**Instructions to follow:**
Your reply should consist solely of the lines from the start of the material below through the line containing "Would you please", reproduced exactly.

**Data listing:**
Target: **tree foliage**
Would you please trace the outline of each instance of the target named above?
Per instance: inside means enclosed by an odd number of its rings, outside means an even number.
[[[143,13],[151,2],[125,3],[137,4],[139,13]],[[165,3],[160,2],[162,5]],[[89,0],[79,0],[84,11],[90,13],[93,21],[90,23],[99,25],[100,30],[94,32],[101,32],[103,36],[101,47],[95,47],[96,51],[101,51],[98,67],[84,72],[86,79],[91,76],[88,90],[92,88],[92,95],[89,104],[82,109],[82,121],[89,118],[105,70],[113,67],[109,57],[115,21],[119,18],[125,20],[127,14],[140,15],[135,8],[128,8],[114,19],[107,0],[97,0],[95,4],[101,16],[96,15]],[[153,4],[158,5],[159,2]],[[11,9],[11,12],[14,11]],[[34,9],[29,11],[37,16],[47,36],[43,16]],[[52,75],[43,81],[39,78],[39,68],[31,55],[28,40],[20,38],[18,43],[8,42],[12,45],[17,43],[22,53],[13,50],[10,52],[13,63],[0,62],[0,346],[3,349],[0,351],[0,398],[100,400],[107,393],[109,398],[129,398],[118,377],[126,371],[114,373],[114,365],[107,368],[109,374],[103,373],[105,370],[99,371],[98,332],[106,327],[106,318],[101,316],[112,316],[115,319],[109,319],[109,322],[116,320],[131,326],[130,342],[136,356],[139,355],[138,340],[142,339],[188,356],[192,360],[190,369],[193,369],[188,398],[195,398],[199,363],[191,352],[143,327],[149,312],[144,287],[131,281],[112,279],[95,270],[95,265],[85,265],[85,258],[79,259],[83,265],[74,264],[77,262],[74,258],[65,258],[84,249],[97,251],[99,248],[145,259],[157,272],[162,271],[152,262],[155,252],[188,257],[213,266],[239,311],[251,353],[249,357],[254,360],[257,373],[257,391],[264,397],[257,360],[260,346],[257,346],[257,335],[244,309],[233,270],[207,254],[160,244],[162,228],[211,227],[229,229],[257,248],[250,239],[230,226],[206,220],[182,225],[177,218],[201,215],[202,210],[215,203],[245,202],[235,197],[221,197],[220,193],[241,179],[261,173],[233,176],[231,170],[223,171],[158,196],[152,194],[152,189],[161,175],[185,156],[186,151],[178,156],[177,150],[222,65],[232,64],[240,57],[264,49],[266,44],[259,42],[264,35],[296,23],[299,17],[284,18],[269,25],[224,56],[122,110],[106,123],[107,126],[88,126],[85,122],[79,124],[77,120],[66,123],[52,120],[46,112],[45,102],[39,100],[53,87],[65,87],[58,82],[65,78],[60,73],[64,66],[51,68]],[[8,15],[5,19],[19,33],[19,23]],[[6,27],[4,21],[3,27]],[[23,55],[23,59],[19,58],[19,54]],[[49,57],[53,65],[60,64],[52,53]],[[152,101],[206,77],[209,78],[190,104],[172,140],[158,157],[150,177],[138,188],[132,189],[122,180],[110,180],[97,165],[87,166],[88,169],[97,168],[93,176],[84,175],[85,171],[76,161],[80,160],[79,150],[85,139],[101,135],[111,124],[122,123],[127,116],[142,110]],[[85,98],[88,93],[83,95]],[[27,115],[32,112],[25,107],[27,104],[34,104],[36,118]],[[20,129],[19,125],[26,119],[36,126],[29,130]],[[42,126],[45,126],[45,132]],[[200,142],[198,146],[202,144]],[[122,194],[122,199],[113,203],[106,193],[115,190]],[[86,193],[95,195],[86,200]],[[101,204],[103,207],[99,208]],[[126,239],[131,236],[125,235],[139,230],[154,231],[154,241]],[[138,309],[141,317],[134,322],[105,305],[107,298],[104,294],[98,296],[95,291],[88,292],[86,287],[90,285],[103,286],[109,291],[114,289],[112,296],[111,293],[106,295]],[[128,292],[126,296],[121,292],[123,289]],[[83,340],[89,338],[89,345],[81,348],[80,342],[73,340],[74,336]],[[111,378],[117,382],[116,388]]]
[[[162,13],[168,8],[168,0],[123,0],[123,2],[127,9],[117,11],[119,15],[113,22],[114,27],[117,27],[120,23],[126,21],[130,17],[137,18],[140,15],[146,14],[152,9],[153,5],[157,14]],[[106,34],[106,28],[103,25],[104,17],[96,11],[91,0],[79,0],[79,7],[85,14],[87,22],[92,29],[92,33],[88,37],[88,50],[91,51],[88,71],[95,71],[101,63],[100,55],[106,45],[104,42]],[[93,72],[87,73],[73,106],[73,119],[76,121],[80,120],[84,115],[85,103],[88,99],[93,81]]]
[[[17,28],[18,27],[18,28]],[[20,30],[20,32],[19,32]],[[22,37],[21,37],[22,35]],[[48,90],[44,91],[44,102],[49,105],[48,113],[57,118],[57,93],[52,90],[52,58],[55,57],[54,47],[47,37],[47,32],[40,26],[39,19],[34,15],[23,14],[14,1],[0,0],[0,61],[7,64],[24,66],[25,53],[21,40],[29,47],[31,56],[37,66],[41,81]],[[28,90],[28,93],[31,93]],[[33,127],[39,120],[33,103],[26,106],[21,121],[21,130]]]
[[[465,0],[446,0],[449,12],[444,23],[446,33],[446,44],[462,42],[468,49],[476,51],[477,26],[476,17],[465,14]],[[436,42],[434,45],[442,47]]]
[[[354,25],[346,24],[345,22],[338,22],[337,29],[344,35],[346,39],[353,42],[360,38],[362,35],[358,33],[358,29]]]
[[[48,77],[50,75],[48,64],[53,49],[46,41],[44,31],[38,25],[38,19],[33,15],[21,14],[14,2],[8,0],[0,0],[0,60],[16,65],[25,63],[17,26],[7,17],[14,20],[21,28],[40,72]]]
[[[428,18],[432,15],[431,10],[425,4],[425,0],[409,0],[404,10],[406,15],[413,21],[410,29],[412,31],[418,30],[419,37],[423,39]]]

**Output for this task:**
Target: **tree foliage**
Would you please trace the outline of each instance of the target named above?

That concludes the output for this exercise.